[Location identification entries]
+ + + +
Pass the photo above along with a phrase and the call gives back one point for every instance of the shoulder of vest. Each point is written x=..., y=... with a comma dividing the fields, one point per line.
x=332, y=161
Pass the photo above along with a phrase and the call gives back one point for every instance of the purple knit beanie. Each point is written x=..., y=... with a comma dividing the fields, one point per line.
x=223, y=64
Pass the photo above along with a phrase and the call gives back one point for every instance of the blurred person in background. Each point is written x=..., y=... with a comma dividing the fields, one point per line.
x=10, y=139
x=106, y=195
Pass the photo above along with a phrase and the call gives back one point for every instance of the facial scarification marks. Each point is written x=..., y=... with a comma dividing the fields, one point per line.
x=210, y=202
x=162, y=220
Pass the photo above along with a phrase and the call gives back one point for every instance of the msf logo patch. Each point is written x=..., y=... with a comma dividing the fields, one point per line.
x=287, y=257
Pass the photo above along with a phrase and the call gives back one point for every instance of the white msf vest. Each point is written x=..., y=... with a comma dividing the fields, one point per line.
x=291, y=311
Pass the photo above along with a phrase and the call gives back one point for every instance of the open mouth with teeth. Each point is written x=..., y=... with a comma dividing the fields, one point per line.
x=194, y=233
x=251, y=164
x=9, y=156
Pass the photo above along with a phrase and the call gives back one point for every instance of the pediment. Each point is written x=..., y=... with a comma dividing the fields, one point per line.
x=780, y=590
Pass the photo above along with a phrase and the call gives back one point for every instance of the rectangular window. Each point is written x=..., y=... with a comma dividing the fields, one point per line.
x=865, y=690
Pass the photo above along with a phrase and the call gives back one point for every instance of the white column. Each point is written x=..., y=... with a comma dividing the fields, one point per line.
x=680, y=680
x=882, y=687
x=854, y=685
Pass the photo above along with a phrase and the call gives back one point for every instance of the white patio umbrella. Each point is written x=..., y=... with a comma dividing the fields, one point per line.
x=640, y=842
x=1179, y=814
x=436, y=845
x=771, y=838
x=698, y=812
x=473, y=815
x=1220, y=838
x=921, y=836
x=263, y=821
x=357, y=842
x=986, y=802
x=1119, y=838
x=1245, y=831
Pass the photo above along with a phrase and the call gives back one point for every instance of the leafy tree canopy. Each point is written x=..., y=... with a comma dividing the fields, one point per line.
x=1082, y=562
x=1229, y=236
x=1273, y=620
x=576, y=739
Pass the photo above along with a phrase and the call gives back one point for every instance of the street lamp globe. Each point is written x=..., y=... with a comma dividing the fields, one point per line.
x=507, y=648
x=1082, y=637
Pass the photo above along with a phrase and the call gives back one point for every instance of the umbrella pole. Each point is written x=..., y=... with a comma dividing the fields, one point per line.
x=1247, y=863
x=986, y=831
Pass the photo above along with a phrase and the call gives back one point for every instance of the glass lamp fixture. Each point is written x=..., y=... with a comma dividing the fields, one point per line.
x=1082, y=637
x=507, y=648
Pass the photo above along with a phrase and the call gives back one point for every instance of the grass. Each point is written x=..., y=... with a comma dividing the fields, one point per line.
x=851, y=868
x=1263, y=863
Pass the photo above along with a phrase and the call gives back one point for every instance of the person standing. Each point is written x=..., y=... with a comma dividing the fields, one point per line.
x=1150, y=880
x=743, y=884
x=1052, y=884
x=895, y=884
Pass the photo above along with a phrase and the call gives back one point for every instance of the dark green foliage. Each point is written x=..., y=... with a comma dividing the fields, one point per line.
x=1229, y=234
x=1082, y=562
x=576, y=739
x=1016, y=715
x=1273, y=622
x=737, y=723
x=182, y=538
+ + + +
Goal:
Arrange the whole listing above as a two-column CSV with the headers input and output. Each row pairs one text with its answer, each in its own quoted field with line breaks replaced by spaces.

Solution for this task:
input,output
"Pass the photo above along with a phrase and the call gives back one point for every instance of the shoulder of vest. Each point is written x=..., y=... with a comma dividing the fields, one point per line.","x=332, y=161"
"Pass the photo above along with a phrase and the call gives back one point for every instance of the purple knit beanie. Each point is written x=..., y=... with a comma dividing the fields, one point per line.","x=223, y=64"
"Pass the photo above along with a phrase and the call gives back one point for every instance of the blurred person in background. Each point is written x=..., y=... with a comma dividing the fields, one point per line.","x=10, y=139 x=106, y=195"
"Pass the photo above along with a phrase and the call gives back one point for every instance of the facial scarification marks. Each point is written x=..., y=... with a comma dividing the fields, one point per line.","x=210, y=202 x=162, y=220"
"Pass the photo above along with a phrase and the call gives back one point for every instance of the msf logo patch. Each point is written x=..., y=... with a comma dividing the fields, one point per line.","x=287, y=257"
"Pass the photo above along with a phrase and the call gives back one point for every instance of the white msf vest. Each point is written x=..., y=... with a comma dividing the fields, one point per line.","x=291, y=311"
"Pass the photo above along with a phrase and the call gives back one point for every instance of the open mouth with teeth. Each point is written x=..., y=... with a comma dividing the fields, one point per line.","x=194, y=233 x=251, y=164 x=9, y=156"
"Pass the photo above along with a phrase and the call gives back one point for every instance of the pediment. Each point is written x=..., y=... with a comma dividing the fields, one point per line.","x=780, y=590"
"Pass the photo above along with a phrase and the call gives back one point for every instance of the rectangular window. Each point is written x=..., y=... with a comma dividing the fields, one point per line.","x=865, y=690"
"Pass the photo above along with a phrase and the call gives back one point for every instance of the white column. Each point is written x=..., y=... with a comma dividing the fields, one point per line.","x=680, y=680 x=882, y=687 x=854, y=685"
"Pass the photo above along with a phrase and the call gives back one point for every instance of the white patio umbrella. Each point is written x=..., y=... with a comma dividing the fields, one point per line.","x=640, y=842 x=1179, y=814 x=436, y=845 x=771, y=838 x=698, y=812 x=473, y=815 x=1220, y=838 x=921, y=836 x=263, y=821 x=357, y=842 x=986, y=802 x=1119, y=838 x=1245, y=831"
"Pass the photo above along with a phrase and the call gives back one point for every instance of the leafy tree canopy. Each point is written x=..., y=... with a comma dividing the fields, one point per line.","x=1082, y=562 x=1229, y=236 x=1273, y=620 x=576, y=739"
"Pass the photo above along with a phrase and the call gives back one point for every instance of the street lamp globe. Each point is written x=..., y=... with a comma dividing the fields, one point per line.","x=507, y=648 x=1082, y=637"
"Pass the photo above along with a phrase and the call gives back one point for every instance of the umbrella pole. Each point is written x=..., y=... with a comma dividing the fields, one point per line.","x=1247, y=863 x=986, y=831"
"Pass the photo above along with a phrase and the call gives back one point for every instance of the glass lamp fixture. Each point is written x=..., y=... with a comma dividing the fields, one point per line.","x=1082, y=637 x=507, y=648"
"Pass the photo above along with a phrase and the call gives back one point for every instance of the grass. Each point is written x=..., y=... with a comma dividing the fields, one point per line.","x=851, y=868 x=1263, y=863"
"Pass the photo above along with a phrase and the call gives back one point for every instance of the person standing. Each point is written x=..., y=... with a comma dividing the fields, one point per line.","x=1150, y=880 x=743, y=884 x=1052, y=884 x=895, y=884"
"Pass the photo above along with a phrase and the call gives back one point for every instance of the dark green foliage. Each point is written x=..., y=... with a comma dividing the fields, one point per line.","x=1229, y=234 x=1082, y=562 x=576, y=739 x=1016, y=715 x=1273, y=622 x=737, y=723 x=182, y=538"